* **Stated goal**
Edit the data starting with the line containing "An instance counts as any individually distinguishable green" and going on through the end of the data, replacing "bounding box" with "rectangle" and leaving everything else unchanged; return only those lines.
────────
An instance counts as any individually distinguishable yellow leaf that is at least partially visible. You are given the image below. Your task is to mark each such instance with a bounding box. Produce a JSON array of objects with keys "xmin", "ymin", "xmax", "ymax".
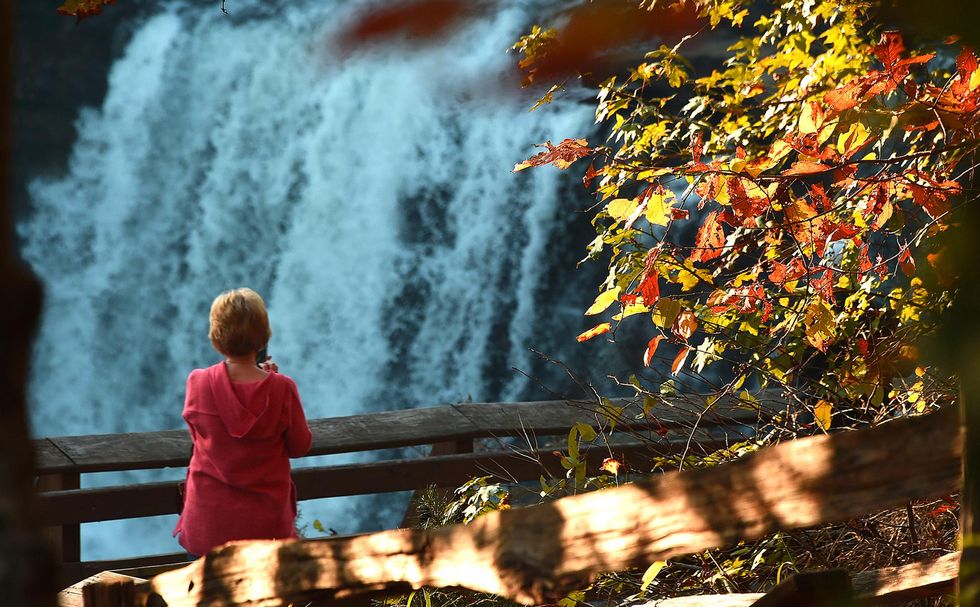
[
  {"xmin": 612, "ymin": 303, "xmax": 650, "ymax": 320},
  {"xmin": 969, "ymin": 70, "xmax": 980, "ymax": 91},
  {"xmin": 803, "ymin": 297, "xmax": 837, "ymax": 352},
  {"xmin": 813, "ymin": 400, "xmax": 834, "ymax": 432},
  {"xmin": 585, "ymin": 287, "xmax": 619, "ymax": 316},
  {"xmin": 652, "ymin": 299, "xmax": 681, "ymax": 330},
  {"xmin": 800, "ymin": 101, "xmax": 824, "ymax": 135},
  {"xmin": 575, "ymin": 322, "xmax": 612, "ymax": 342},
  {"xmin": 640, "ymin": 561, "xmax": 667, "ymax": 590}
]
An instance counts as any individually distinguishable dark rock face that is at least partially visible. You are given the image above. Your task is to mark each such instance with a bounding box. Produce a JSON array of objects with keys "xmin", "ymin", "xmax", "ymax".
[{"xmin": 12, "ymin": 0, "xmax": 149, "ymax": 228}]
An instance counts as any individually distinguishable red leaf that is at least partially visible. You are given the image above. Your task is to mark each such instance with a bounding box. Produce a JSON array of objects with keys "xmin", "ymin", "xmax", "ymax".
[
  {"xmin": 956, "ymin": 48, "xmax": 977, "ymax": 82},
  {"xmin": 873, "ymin": 30, "xmax": 905, "ymax": 68},
  {"xmin": 599, "ymin": 457, "xmax": 623, "ymax": 476},
  {"xmin": 823, "ymin": 79, "xmax": 864, "ymax": 114},
  {"xmin": 727, "ymin": 177, "xmax": 769, "ymax": 227},
  {"xmin": 810, "ymin": 270, "xmax": 834, "ymax": 304},
  {"xmin": 782, "ymin": 160, "xmax": 833, "ymax": 177},
  {"xmin": 769, "ymin": 257, "xmax": 806, "ymax": 286},
  {"xmin": 827, "ymin": 222, "xmax": 861, "ymax": 241},
  {"xmin": 898, "ymin": 247, "xmax": 915, "ymax": 278},
  {"xmin": 909, "ymin": 182, "xmax": 959, "ymax": 219},
  {"xmin": 670, "ymin": 346, "xmax": 691, "ymax": 375},
  {"xmin": 643, "ymin": 335, "xmax": 664, "ymax": 367},
  {"xmin": 636, "ymin": 268, "xmax": 660, "ymax": 306},
  {"xmin": 691, "ymin": 131, "xmax": 704, "ymax": 164},
  {"xmin": 582, "ymin": 162, "xmax": 602, "ymax": 187},
  {"xmin": 514, "ymin": 139, "xmax": 592, "ymax": 173},
  {"xmin": 858, "ymin": 245, "xmax": 872, "ymax": 274},
  {"xmin": 339, "ymin": 0, "xmax": 475, "ymax": 49},
  {"xmin": 575, "ymin": 322, "xmax": 612, "ymax": 342},
  {"xmin": 58, "ymin": 0, "xmax": 116, "ymax": 21},
  {"xmin": 690, "ymin": 211, "xmax": 725, "ymax": 261},
  {"xmin": 671, "ymin": 310, "xmax": 698, "ymax": 341}
]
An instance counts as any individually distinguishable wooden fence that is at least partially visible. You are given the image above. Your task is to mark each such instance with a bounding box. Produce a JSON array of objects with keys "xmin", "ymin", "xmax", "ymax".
[
  {"xmin": 65, "ymin": 407, "xmax": 963, "ymax": 607},
  {"xmin": 34, "ymin": 396, "xmax": 781, "ymax": 585}
]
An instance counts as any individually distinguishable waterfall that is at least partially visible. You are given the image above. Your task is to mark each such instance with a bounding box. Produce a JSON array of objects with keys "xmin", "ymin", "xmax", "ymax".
[{"xmin": 18, "ymin": 2, "xmax": 595, "ymax": 559}]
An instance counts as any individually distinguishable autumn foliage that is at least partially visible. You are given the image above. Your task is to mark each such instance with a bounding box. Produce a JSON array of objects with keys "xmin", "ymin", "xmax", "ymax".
[{"xmin": 515, "ymin": 0, "xmax": 968, "ymax": 434}]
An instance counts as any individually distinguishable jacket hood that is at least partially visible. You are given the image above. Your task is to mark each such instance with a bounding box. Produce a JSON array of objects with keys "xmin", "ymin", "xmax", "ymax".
[{"xmin": 207, "ymin": 362, "xmax": 284, "ymax": 438}]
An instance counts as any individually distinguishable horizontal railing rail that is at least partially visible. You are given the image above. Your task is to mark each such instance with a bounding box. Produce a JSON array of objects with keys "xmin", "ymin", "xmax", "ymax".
[{"xmin": 34, "ymin": 396, "xmax": 784, "ymax": 582}]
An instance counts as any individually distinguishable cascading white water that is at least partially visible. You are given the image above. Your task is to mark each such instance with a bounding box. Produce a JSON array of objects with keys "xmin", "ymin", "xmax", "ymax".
[{"xmin": 19, "ymin": 2, "xmax": 592, "ymax": 559}]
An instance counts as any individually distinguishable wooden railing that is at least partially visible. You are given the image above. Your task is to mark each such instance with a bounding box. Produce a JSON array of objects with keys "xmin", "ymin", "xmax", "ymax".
[{"xmin": 34, "ymin": 396, "xmax": 781, "ymax": 585}]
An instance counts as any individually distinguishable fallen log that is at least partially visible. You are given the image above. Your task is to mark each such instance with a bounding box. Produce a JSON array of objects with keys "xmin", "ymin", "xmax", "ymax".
[
  {"xmin": 636, "ymin": 552, "xmax": 960, "ymax": 607},
  {"xmin": 143, "ymin": 407, "xmax": 961, "ymax": 607}
]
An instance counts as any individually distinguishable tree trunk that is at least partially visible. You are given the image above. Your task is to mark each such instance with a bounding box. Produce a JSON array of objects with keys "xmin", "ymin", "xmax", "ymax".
[{"xmin": 0, "ymin": 0, "xmax": 55, "ymax": 607}]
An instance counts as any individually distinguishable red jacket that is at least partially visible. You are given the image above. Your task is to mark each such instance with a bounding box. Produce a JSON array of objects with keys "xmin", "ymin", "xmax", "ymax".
[{"xmin": 174, "ymin": 362, "xmax": 313, "ymax": 555}]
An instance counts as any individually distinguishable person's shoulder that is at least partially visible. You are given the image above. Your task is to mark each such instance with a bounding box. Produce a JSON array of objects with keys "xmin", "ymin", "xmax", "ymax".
[{"xmin": 272, "ymin": 373, "xmax": 297, "ymax": 390}]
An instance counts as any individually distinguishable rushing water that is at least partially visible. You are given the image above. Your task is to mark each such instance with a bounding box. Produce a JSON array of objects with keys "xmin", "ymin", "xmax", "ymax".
[{"xmin": 19, "ymin": 2, "xmax": 595, "ymax": 559}]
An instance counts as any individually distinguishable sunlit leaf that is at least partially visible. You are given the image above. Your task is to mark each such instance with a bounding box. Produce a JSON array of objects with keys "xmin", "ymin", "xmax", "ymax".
[
  {"xmin": 575, "ymin": 322, "xmax": 612, "ymax": 342},
  {"xmin": 813, "ymin": 400, "xmax": 834, "ymax": 432},
  {"xmin": 585, "ymin": 287, "xmax": 619, "ymax": 316}
]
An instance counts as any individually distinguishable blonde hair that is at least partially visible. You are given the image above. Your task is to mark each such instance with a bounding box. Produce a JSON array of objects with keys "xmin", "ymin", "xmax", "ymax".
[{"xmin": 208, "ymin": 288, "xmax": 272, "ymax": 356}]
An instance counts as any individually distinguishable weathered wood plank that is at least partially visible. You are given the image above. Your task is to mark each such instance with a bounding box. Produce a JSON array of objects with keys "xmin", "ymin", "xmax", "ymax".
[
  {"xmin": 34, "ymin": 395, "xmax": 780, "ymax": 474},
  {"xmin": 851, "ymin": 552, "xmax": 960, "ymax": 602},
  {"xmin": 453, "ymin": 395, "xmax": 785, "ymax": 436},
  {"xmin": 58, "ymin": 571, "xmax": 146, "ymax": 607},
  {"xmin": 150, "ymin": 408, "xmax": 962, "ymax": 607},
  {"xmin": 35, "ymin": 472, "xmax": 82, "ymax": 563},
  {"xmin": 752, "ymin": 569, "xmax": 854, "ymax": 607},
  {"xmin": 40, "ymin": 443, "xmax": 676, "ymax": 524},
  {"xmin": 310, "ymin": 405, "xmax": 479, "ymax": 455}
]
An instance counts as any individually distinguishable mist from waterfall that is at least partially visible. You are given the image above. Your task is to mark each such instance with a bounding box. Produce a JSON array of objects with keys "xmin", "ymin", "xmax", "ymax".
[{"xmin": 18, "ymin": 2, "xmax": 595, "ymax": 559}]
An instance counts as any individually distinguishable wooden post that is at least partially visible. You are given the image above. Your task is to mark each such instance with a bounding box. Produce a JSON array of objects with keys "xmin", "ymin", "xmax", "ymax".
[
  {"xmin": 401, "ymin": 438, "xmax": 473, "ymax": 528},
  {"xmin": 752, "ymin": 569, "xmax": 854, "ymax": 607},
  {"xmin": 0, "ymin": 1, "xmax": 55, "ymax": 607},
  {"xmin": 36, "ymin": 472, "xmax": 82, "ymax": 563}
]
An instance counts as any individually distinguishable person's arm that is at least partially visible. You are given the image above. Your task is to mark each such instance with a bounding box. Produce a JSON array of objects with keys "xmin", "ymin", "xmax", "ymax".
[{"xmin": 286, "ymin": 379, "xmax": 313, "ymax": 457}]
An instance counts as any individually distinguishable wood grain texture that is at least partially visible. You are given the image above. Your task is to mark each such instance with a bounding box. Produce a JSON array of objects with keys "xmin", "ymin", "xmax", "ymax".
[
  {"xmin": 648, "ymin": 552, "xmax": 960, "ymax": 607},
  {"xmin": 34, "ymin": 395, "xmax": 781, "ymax": 474},
  {"xmin": 40, "ymin": 443, "xmax": 688, "ymax": 525},
  {"xmin": 142, "ymin": 408, "xmax": 961, "ymax": 607}
]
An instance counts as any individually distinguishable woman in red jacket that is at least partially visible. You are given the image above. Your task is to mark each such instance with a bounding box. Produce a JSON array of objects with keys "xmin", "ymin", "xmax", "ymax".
[{"xmin": 174, "ymin": 289, "xmax": 313, "ymax": 555}]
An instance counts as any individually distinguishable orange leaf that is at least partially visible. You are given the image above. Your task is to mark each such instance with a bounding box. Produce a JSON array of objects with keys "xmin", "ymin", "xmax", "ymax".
[
  {"xmin": 514, "ymin": 139, "xmax": 592, "ymax": 173},
  {"xmin": 643, "ymin": 335, "xmax": 664, "ymax": 367},
  {"xmin": 670, "ymin": 346, "xmax": 691, "ymax": 375},
  {"xmin": 636, "ymin": 268, "xmax": 660, "ymax": 306},
  {"xmin": 599, "ymin": 457, "xmax": 623, "ymax": 475},
  {"xmin": 782, "ymin": 160, "xmax": 833, "ymax": 177},
  {"xmin": 672, "ymin": 310, "xmax": 698, "ymax": 341},
  {"xmin": 575, "ymin": 322, "xmax": 612, "ymax": 342},
  {"xmin": 690, "ymin": 211, "xmax": 725, "ymax": 261},
  {"xmin": 58, "ymin": 0, "xmax": 116, "ymax": 21}
]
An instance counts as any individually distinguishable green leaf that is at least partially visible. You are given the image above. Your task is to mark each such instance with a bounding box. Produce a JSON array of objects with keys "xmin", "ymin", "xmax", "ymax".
[
  {"xmin": 652, "ymin": 298, "xmax": 681, "ymax": 330},
  {"xmin": 606, "ymin": 198, "xmax": 640, "ymax": 221},
  {"xmin": 813, "ymin": 400, "xmax": 834, "ymax": 432},
  {"xmin": 585, "ymin": 287, "xmax": 620, "ymax": 316}
]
────────
* **Solution to this task**
An instance counts as any individually distinguishable green leaf that is at least partially visible. You are given the image above. Your task is to mark each such instance with a rectangle. Produce a JSON array of objects with keys "xmin", "ymin", "xmax", "ymax".
[
  {"xmin": 652, "ymin": 298, "xmax": 681, "ymax": 330},
  {"xmin": 606, "ymin": 198, "xmax": 640, "ymax": 221},
  {"xmin": 813, "ymin": 400, "xmax": 834, "ymax": 432},
  {"xmin": 585, "ymin": 287, "xmax": 620, "ymax": 316}
]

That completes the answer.